Source information below:

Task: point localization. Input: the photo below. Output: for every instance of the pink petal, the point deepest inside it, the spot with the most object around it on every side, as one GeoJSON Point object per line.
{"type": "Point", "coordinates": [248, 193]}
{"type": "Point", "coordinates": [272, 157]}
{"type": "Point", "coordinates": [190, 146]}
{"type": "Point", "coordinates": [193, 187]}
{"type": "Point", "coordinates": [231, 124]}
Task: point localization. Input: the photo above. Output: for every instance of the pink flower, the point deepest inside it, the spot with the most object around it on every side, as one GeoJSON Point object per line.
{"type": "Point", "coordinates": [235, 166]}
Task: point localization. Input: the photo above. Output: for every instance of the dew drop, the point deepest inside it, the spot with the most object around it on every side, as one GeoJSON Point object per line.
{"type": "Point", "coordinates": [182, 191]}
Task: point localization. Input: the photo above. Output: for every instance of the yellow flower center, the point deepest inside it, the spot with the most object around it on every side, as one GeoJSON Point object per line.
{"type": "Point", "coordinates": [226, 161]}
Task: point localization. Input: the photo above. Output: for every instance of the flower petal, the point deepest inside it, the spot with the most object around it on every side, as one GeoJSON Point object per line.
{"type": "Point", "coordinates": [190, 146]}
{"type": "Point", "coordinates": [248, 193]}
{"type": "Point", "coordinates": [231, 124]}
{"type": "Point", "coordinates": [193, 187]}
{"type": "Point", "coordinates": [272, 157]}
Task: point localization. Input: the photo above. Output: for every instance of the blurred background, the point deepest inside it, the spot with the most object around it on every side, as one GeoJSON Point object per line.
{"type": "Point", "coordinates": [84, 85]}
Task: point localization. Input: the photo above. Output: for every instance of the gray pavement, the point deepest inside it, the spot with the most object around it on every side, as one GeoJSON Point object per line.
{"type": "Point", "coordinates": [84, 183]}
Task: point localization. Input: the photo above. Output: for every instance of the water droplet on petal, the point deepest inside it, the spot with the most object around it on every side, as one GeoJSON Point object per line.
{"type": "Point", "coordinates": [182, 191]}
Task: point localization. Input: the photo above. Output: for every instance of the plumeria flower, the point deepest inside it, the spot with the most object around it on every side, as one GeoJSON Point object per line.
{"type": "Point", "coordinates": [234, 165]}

End of Source information.

**Task prompt**
Output the listing exactly.

**Answer space**
Task: point localization. Input: the photo below. Output: for every instance of the pink petal, the point deepest inside it, the spot with the most object around it on every side, as one GeoJSON Point object per line.
{"type": "Point", "coordinates": [248, 193]}
{"type": "Point", "coordinates": [272, 157]}
{"type": "Point", "coordinates": [190, 146]}
{"type": "Point", "coordinates": [193, 187]}
{"type": "Point", "coordinates": [231, 124]}
Task: point localization. Input: the photo above. Output: for every instance of the pink flower, the point deepest inside it, the spot with the most object around it on every side, as one GeoJSON Point object per line.
{"type": "Point", "coordinates": [235, 166]}
Task: point localization. Input: the photo above. Output: for every instance of the dew drop, the point deepest inside it, the spot with the most object around it on every side, as one GeoJSON Point object per line.
{"type": "Point", "coordinates": [182, 191]}
Task: point localization. Input: the photo above. Output: for every instance of the yellow flower center, the point deepest inside it, the spot with the most object around it on every side, as one GeoJSON Point object per line.
{"type": "Point", "coordinates": [226, 161]}
Task: point localization. Input: the photo above. Output: for every instance of the flower petal, the point deepest inside it, the spot with the most object around it on every side, as one GeoJSON Point object per line.
{"type": "Point", "coordinates": [190, 146]}
{"type": "Point", "coordinates": [248, 193]}
{"type": "Point", "coordinates": [231, 124]}
{"type": "Point", "coordinates": [193, 187]}
{"type": "Point", "coordinates": [272, 157]}
Task: point localization. Input: the photo above. Output: for every instance of the blurred background, the point deepest inside it, the spot with the most object around it on every side, as one GeoJSON Point object per line.
{"type": "Point", "coordinates": [84, 85]}
Task: point localization. Input: the photo above. Output: for every instance of the gray pavement, the point deepest inside it, the spot with the most object around it on every side, as one GeoJSON Point object per line.
{"type": "Point", "coordinates": [84, 183]}
Task: point localization. Input: the photo above. Output: for every instance of the water droplet on petal, the point deepest inside it, the spot with the most object around it on every side, as one GeoJSON Point object per line.
{"type": "Point", "coordinates": [182, 191]}
Task: point localization. Input: the photo above. Output: for every instance of the plumeria flower, the point deepest inside it, the spot with the most object around it on every side, as one GeoJSON Point object per line.
{"type": "Point", "coordinates": [234, 165]}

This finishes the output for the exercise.